▶ _Information given_:
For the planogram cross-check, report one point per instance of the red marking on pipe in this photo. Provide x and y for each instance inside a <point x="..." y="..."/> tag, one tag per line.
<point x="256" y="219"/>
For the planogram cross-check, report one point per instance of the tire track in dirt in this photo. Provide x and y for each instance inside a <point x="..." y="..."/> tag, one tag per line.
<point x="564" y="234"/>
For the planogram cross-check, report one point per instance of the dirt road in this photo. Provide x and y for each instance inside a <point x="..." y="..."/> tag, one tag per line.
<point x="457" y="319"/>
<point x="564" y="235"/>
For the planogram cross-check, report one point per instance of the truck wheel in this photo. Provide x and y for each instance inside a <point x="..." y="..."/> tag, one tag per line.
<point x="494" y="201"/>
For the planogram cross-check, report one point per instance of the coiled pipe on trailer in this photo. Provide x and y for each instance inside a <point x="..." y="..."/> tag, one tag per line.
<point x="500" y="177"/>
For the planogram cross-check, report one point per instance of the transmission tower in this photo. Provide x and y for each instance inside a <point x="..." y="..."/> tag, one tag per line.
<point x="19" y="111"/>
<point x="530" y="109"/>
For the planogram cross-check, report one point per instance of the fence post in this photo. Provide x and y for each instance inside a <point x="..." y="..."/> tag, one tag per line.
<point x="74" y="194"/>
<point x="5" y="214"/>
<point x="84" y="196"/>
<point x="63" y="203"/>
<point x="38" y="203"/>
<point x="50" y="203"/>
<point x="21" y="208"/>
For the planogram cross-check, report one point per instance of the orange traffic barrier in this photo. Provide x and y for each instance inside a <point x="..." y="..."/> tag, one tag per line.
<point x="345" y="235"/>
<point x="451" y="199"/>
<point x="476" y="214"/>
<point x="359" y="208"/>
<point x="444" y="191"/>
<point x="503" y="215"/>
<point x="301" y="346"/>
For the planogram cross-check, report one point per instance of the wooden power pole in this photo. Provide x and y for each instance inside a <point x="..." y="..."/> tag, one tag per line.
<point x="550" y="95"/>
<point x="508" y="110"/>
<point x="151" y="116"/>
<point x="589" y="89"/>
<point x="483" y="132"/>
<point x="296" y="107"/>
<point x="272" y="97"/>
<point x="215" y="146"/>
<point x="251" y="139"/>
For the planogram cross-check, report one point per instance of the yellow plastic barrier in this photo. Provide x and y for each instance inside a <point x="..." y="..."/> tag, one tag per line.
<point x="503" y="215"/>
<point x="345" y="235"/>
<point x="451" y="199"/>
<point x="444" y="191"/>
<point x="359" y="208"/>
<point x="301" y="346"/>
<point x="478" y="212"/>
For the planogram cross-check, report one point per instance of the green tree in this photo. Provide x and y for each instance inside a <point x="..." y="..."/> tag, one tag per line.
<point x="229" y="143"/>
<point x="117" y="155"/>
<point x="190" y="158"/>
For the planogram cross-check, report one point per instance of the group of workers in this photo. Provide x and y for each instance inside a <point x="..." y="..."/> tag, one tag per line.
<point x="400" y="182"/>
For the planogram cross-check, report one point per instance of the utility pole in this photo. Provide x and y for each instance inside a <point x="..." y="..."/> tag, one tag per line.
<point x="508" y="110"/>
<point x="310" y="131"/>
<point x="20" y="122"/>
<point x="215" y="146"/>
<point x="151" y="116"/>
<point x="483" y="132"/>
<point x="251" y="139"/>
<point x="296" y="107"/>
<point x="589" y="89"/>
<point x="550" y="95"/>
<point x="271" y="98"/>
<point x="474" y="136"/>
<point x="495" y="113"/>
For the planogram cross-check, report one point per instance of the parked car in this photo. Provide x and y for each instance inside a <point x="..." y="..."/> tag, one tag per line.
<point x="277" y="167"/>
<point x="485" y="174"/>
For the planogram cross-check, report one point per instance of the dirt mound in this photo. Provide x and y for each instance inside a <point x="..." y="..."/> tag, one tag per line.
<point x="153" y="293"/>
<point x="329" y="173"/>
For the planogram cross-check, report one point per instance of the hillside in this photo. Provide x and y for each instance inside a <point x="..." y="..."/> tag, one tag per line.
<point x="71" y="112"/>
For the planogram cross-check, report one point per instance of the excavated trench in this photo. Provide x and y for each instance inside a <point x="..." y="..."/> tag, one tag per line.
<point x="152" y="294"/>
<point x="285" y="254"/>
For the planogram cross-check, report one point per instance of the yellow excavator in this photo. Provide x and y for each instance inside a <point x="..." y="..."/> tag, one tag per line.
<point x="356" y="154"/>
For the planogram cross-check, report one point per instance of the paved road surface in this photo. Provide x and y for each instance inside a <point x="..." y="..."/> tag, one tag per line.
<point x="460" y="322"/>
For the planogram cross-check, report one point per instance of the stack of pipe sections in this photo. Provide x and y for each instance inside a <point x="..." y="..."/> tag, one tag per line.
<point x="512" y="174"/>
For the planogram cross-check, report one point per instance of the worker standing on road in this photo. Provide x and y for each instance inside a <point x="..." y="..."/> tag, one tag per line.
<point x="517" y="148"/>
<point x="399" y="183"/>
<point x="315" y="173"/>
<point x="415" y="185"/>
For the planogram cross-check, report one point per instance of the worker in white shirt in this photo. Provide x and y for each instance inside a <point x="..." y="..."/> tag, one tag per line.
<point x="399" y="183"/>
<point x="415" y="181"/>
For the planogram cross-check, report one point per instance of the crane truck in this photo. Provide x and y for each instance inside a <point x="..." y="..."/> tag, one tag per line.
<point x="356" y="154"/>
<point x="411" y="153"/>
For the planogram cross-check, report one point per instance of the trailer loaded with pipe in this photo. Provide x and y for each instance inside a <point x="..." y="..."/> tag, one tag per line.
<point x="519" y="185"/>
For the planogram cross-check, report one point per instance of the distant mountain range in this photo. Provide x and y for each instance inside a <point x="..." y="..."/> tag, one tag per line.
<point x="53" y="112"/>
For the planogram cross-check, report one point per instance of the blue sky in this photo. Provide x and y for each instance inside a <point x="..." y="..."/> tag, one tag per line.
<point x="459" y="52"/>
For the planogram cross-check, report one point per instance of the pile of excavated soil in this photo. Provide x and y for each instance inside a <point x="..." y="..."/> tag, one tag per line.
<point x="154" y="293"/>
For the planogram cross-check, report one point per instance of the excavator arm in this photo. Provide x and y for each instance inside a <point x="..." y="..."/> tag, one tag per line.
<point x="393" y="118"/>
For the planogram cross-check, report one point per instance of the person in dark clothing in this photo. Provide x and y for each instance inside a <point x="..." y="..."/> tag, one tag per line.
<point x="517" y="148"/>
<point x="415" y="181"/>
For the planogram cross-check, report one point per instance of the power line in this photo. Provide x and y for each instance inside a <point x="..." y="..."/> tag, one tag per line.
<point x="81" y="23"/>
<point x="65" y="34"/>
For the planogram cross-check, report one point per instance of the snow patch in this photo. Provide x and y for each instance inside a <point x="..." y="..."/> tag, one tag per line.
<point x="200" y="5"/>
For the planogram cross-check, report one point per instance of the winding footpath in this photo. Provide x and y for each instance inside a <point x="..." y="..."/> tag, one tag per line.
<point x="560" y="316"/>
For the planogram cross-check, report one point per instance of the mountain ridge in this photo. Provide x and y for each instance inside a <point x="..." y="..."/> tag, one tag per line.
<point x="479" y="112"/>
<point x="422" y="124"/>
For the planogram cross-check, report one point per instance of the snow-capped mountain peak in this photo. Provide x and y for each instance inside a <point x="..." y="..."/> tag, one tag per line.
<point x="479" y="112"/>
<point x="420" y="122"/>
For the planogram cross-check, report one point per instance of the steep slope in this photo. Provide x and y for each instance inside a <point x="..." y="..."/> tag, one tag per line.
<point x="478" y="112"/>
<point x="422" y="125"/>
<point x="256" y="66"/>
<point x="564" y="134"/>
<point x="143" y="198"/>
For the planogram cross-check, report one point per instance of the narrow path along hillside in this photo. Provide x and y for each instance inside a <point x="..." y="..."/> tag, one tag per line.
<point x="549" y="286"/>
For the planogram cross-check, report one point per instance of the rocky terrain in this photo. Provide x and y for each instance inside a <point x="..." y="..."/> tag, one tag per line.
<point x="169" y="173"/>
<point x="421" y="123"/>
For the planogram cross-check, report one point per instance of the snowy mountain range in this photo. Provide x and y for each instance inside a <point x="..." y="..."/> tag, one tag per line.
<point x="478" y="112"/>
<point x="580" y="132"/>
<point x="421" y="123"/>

▶ _Directive_:
Set down nothing but the lines from the one with "of the rocky" through the end of the records, keeping each line exactly as written and including both ends.

▶ _Full answer_:
For the planogram cross-check, report one point per instance of the rocky terrain in this photo. Provide x and y for each instance inside a <point x="..." y="..."/> tag, one tag per line.
<point x="169" y="173"/>
<point x="421" y="123"/>
For the planogram cross-check, report one point per instance of the snowy mountain range in this photo. Provide x and y for each instance inside a <point x="..." y="..."/> tag, one tag per line.
<point x="478" y="112"/>
<point x="580" y="132"/>
<point x="421" y="123"/>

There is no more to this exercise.